▸ Information provided
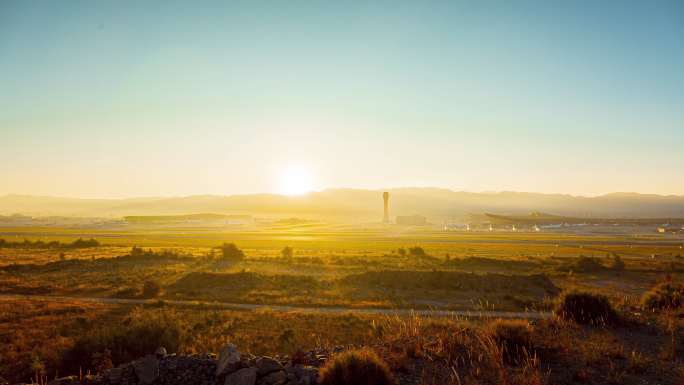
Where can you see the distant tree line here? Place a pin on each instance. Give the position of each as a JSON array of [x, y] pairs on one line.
[[26, 244]]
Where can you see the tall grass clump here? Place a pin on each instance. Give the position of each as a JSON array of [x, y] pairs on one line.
[[140, 333], [514, 337], [356, 367], [665, 295], [587, 308]]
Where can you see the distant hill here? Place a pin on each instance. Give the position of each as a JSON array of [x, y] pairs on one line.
[[358, 205]]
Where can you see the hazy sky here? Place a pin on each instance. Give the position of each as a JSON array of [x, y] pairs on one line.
[[133, 98]]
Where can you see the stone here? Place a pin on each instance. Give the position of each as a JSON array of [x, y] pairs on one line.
[[146, 369], [275, 378], [229, 360], [161, 352], [114, 375], [266, 365], [65, 381], [246, 376]]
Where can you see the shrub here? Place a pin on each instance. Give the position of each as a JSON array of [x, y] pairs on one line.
[[287, 252], [664, 296], [587, 308], [618, 263], [231, 252], [151, 289], [514, 337], [356, 367]]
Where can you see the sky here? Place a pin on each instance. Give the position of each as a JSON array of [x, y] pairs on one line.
[[165, 98]]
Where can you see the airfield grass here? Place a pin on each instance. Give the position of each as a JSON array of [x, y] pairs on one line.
[[324, 255], [341, 266]]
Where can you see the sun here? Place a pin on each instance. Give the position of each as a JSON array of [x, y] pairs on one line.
[[295, 180]]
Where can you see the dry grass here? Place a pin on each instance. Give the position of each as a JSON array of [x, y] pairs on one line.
[[358, 367]]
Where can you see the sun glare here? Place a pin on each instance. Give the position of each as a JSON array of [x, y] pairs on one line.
[[295, 180]]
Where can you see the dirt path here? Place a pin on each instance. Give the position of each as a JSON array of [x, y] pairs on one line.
[[284, 308]]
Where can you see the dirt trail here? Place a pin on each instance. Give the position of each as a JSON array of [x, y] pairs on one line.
[[285, 308]]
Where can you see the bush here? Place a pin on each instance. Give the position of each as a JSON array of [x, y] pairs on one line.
[[151, 289], [514, 337], [356, 367], [287, 252], [231, 252], [618, 263], [587, 308], [664, 296]]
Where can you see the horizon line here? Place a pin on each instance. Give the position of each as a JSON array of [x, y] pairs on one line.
[[295, 196]]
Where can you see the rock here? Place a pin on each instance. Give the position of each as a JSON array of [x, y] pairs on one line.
[[65, 381], [228, 361], [146, 369], [246, 376], [275, 378], [161, 352], [266, 365], [114, 375], [306, 375]]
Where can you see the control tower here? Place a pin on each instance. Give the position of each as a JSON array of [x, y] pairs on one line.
[[385, 198]]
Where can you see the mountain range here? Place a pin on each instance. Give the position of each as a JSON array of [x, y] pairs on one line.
[[357, 204]]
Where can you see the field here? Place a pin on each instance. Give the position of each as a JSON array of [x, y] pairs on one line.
[[184, 279]]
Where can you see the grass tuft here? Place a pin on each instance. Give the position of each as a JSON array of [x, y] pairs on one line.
[[587, 308], [357, 367]]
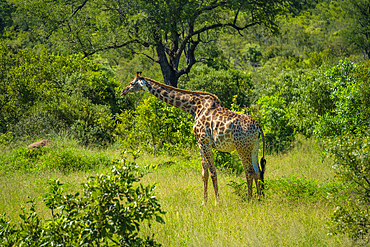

▸ Work to be completed
Please copy all of the records above word for word, leaving the pictures out of your answer.

▸ Written response
Where can you see the distant tree line here? Place a pin on each instance. Give the position of each as a JSON array of [x, y] pairs on one line.
[[26, 244]]
Where can you see the tall grass clump here? Place a pin on each instance. Give the position of each as a JSON array of [x, y] pairs on one line.
[[140, 333], [514, 337], [356, 367], [665, 295], [587, 308]]
Where can you see the distant hill here? Place a pin on each instance. Give the position of each as a JSON array of [x, y] pairs on one line.
[[358, 205]]
Where can you see the hazy sky here? Place a pin on each instance. Give the position of each as a JSON array of [x, y] pairs on one line.
[[133, 98]]
Where can you see the stone here? Place a pin on each instance. Give the position of each as a JSON array of [x, y] pairs on one line.
[[146, 369], [275, 378], [229, 360], [161, 352], [114, 375], [266, 365], [65, 381], [246, 376]]
Where can you see the shrub here? Place a pin on each instance. Give the position of each as a JSON array of [x, y] pairs on one line.
[[287, 252], [664, 296], [587, 308], [618, 263], [231, 252], [151, 289], [514, 337], [356, 367]]
Where can you see the sky here? Place a pin on each instance. Give the position of each as a JSON array of [x, y] pairs on one line.
[[165, 98]]
Where can you see the airfield grass here? Place a pin on each instance. Give the position of each as a JSON array of [x, y] pairs on one line.
[[324, 255], [341, 266]]
Where can you see the sun here? Place a pin on each instance. Give the position of each as a JSON array of [x, y] pairs on one line.
[[295, 180]]
Where can you see the dry grass here? Place a pin on each instance. Give the position of each as a JSON array of [x, y] pairs on one line.
[[358, 367]]
Where can you see the sun glare here? Place a pin on each instance. Give the position of each as a JSON array of [x, y] pairs on one line.
[[295, 180]]
Where can you see the dirt path here? Place a pin on each instance. Give the position of each as a JSON array of [x, y] pairs on one line.
[[284, 308]]
Where can you see the dirt trail here? Place a pin on each instance. Give the position of each as a JSON array of [x, y] pairs on one line.
[[285, 308]]
Where can you see the bush here? Place a pin on each instance. Give the position of each as a JSON array of [x, y] pairs on one line.
[[151, 289], [514, 337], [356, 367], [287, 252], [231, 252], [618, 263], [587, 308], [664, 296]]
Where can you see the horizon line here? Place a pin on each instance. Give the position of each as a JSON array of [x, y] pairs on one line.
[[295, 196]]
Where can you see the rock here? Place a pin on each instance. Give the position of each as a JSON array of [x, y] pairs on one line.
[[65, 381], [228, 361], [146, 369], [246, 376], [275, 378], [161, 352], [266, 365], [114, 375], [306, 375]]
Where can you see the control tower here? Place a pin on each instance. Give the position of each as a JSON array of [x, y] pairs on one line.
[[385, 198]]
Where can you see the mountain range here? Place a pin on each instance. Give the position of each as a JSON array of [x, y] pairs on one line.
[[357, 204]]
Where can you see the field here? Place a pin on each instance. Give the position of each as a JSON array of [x, y] pairs on one line.
[[184, 279]]
Where can you see the grass tuft here? Place a pin on each instance. Give the position of each as a JSON array of [x, y] pairs on one line.
[[587, 308], [357, 367]]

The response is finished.